(What needs to be done) Please gather every line in the listing below that contains the string "poster" and copy each one out in full. Case counts.

(Supplied records)
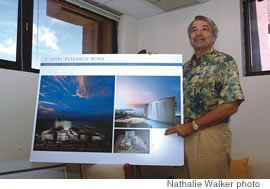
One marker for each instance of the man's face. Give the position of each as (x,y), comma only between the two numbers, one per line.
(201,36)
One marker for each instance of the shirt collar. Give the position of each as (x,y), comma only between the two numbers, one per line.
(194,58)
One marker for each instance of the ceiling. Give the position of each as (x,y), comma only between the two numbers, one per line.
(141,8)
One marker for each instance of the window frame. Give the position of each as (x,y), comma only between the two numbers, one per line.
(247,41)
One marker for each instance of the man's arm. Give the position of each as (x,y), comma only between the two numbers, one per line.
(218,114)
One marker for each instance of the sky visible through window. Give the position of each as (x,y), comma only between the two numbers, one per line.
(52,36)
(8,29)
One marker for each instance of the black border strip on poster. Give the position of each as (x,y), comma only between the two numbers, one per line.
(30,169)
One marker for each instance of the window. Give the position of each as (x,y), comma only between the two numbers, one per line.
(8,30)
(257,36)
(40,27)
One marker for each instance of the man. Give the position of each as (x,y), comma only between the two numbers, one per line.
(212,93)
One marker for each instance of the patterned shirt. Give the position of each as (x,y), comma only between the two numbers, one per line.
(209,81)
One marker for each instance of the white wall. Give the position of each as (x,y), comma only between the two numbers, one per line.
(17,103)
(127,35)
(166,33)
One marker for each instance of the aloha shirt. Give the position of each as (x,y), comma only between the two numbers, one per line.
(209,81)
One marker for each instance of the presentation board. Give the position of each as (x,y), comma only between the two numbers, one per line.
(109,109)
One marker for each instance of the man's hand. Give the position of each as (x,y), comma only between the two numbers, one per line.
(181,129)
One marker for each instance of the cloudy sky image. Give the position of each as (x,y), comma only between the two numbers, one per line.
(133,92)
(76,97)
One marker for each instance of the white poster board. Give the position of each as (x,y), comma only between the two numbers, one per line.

--

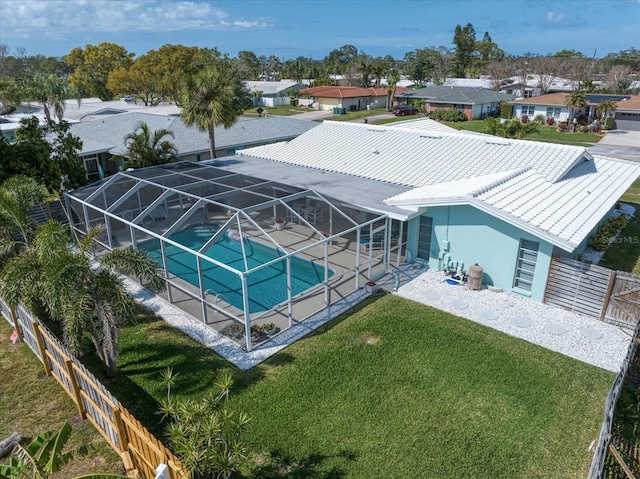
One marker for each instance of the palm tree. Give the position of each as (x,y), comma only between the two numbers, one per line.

(Response)
One marker for each instance of the black border strip on poster. Give the position of each as (x,y), comma only between the two numbers, one per line.
One marker for each instance of the white poster board. Give the position of each as (x,y), comma only between the two numbers, one per line.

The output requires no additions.